• [What the exercise asks]
Please name the era in which, according to the corset passage, tight-lacing and its health impacts really became an issue.

Of course, corsets did cause problems when they were pushed to their extremes. The dress reform of the late nineteenth century didn’t happen for nothing, but it was only in the wasp-waist era of the 1850-80s that tight-lacing and its health impacts really became an issue. It’s no wonder that when doctors became concerned by the effects of this type of waist-training, fashion moved on to the slightly more relaxed silhouettes of the Edwardian Gibson Girl and the 1920s Flapper. Yet looking at the history of the corset in its entirety, starting with its first appearance in the sixteenth century, it was only in its later years that the corset caused any serious harm. Women wouldn’t have worn corsets for centuries if they physically couldn’t eat or breathe in them – we didn’t have much freedom, but we did have some. And even if a film does require a more daring silhouette, surely modern movie magic could create the illusion of one without all the torn shoulders and liquid diets.

So why do we insist that Disney princesses suffer in lung-tightening shapewear? Or believe that Georgian dramas need duchesses with their breasts (anachronistically) bursting out of their bodices? Maybe these air-restricting corsets say more about our modern beauty standards than the ideals of the past. It is not corsets that are damaging to women’s bodies, but our own 21st-century expectations.

• [Extracted information]
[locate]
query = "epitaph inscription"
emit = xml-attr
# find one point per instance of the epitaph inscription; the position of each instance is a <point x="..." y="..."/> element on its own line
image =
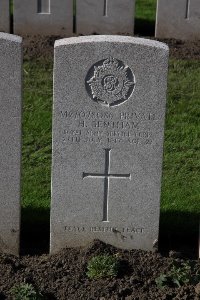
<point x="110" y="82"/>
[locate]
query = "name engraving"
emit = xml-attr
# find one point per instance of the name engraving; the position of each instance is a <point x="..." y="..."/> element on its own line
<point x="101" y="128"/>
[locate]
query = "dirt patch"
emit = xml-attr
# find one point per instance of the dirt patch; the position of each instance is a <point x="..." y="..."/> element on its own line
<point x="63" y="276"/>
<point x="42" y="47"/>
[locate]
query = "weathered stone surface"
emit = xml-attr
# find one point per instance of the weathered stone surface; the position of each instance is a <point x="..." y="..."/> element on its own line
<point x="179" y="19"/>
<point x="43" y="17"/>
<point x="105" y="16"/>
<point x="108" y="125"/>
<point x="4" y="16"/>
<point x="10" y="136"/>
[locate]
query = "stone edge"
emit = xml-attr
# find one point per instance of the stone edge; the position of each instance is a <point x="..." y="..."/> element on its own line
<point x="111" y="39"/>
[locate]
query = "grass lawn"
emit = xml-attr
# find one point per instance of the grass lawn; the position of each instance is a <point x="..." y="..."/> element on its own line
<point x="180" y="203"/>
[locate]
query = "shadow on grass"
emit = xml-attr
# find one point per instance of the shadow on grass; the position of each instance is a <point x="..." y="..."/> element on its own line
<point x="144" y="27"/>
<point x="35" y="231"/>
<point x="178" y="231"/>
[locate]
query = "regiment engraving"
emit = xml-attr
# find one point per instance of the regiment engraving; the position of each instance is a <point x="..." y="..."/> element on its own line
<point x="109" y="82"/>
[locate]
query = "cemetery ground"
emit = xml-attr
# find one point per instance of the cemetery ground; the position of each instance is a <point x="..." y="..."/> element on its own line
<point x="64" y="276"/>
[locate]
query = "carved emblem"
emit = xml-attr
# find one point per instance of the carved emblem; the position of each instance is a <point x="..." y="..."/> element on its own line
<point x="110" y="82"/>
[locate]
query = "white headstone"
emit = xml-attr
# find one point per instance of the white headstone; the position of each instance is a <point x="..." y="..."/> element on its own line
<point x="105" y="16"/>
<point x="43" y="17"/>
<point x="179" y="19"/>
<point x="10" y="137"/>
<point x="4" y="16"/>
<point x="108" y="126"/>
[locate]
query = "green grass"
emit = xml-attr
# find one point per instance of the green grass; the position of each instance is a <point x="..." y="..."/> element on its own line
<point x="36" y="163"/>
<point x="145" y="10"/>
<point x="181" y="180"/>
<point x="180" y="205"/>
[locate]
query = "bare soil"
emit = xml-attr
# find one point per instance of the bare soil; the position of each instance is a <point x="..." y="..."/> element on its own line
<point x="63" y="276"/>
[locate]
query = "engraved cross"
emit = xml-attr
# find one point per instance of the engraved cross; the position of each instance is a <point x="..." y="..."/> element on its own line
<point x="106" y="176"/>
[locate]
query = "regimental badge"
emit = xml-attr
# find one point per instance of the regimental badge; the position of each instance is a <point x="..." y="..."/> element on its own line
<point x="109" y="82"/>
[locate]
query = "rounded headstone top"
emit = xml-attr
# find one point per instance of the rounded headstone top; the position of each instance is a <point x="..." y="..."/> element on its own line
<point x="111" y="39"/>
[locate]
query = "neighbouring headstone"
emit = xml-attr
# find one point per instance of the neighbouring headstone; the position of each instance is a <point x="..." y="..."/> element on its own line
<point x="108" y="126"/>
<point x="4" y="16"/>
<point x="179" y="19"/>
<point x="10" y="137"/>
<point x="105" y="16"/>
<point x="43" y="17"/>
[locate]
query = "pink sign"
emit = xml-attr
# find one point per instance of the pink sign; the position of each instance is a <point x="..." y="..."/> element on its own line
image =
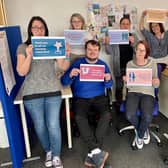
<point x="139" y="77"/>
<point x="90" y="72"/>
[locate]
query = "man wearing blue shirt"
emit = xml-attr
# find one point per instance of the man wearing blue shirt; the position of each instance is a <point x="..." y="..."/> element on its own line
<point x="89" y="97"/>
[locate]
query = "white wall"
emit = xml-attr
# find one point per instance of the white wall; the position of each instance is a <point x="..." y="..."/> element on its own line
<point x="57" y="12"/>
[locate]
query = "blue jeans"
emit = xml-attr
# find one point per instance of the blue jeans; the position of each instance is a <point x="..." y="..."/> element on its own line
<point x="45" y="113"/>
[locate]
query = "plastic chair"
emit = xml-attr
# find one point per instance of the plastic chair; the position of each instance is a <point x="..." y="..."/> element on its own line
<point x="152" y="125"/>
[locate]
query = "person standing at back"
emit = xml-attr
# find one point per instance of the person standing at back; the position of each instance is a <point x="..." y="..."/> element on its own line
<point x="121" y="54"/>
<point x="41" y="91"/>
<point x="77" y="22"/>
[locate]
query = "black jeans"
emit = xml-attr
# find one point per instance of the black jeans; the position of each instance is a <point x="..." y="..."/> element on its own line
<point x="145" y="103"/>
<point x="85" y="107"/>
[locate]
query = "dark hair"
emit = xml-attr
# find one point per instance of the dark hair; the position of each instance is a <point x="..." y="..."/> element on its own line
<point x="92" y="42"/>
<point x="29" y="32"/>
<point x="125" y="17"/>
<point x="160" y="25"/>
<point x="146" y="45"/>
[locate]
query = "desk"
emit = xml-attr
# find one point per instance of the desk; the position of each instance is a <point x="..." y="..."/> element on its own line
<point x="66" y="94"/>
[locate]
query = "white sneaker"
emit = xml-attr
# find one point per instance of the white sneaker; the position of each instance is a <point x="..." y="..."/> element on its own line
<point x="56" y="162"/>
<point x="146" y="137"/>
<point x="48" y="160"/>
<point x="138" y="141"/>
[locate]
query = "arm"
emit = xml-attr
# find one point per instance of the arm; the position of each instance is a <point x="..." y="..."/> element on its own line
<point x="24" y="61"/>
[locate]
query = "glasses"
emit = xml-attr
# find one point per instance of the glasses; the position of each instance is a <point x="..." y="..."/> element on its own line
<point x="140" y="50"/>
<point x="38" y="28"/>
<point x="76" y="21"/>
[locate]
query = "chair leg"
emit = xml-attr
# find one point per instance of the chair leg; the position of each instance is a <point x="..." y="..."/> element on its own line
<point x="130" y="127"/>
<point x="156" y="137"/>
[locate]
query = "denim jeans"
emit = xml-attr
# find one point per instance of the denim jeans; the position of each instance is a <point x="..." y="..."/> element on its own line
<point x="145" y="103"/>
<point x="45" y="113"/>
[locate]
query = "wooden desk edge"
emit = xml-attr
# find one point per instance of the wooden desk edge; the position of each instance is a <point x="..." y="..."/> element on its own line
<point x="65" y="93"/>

* * *

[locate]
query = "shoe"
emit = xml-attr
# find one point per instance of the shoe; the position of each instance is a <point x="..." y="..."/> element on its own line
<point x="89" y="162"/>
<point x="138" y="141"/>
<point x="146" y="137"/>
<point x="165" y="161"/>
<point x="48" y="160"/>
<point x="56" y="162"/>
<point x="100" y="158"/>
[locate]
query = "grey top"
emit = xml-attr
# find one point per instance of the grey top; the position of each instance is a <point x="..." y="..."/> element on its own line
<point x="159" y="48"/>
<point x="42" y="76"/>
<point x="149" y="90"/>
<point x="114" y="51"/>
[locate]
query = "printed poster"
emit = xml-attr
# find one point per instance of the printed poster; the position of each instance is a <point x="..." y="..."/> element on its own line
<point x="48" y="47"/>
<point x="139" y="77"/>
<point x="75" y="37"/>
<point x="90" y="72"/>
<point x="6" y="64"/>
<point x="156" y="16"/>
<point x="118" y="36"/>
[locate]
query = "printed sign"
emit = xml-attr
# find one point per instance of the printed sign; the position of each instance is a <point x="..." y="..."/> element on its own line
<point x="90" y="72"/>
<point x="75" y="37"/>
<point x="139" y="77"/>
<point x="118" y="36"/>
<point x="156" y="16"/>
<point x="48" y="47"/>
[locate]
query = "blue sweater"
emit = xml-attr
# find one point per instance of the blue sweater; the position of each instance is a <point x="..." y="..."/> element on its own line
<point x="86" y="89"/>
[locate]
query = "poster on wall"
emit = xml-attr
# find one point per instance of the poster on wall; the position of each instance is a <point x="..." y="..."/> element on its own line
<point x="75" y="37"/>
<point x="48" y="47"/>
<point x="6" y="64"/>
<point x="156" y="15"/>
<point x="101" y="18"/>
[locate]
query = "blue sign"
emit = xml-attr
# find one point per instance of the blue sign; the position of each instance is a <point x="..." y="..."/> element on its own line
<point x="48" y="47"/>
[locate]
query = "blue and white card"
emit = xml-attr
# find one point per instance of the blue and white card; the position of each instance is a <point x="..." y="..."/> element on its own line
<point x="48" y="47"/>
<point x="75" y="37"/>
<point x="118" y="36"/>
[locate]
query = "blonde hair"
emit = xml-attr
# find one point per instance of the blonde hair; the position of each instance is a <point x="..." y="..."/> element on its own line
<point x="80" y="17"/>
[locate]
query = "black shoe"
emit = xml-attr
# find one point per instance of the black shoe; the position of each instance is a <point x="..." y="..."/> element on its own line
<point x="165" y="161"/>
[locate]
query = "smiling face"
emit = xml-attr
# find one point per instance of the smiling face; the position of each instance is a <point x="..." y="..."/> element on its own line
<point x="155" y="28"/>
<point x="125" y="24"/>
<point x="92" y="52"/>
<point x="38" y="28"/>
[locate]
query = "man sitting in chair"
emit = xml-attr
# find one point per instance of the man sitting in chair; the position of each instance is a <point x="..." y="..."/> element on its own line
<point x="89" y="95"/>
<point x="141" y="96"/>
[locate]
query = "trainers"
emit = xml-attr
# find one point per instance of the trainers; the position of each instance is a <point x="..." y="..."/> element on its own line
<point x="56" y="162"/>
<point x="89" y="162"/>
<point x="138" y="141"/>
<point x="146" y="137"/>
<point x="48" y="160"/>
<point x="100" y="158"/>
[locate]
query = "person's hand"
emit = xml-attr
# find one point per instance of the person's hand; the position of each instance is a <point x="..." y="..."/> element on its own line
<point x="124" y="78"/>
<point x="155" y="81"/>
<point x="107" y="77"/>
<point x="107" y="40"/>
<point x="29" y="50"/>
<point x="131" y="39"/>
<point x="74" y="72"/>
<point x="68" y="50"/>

• [Result]
The wasp-waist era of the 1850-80s.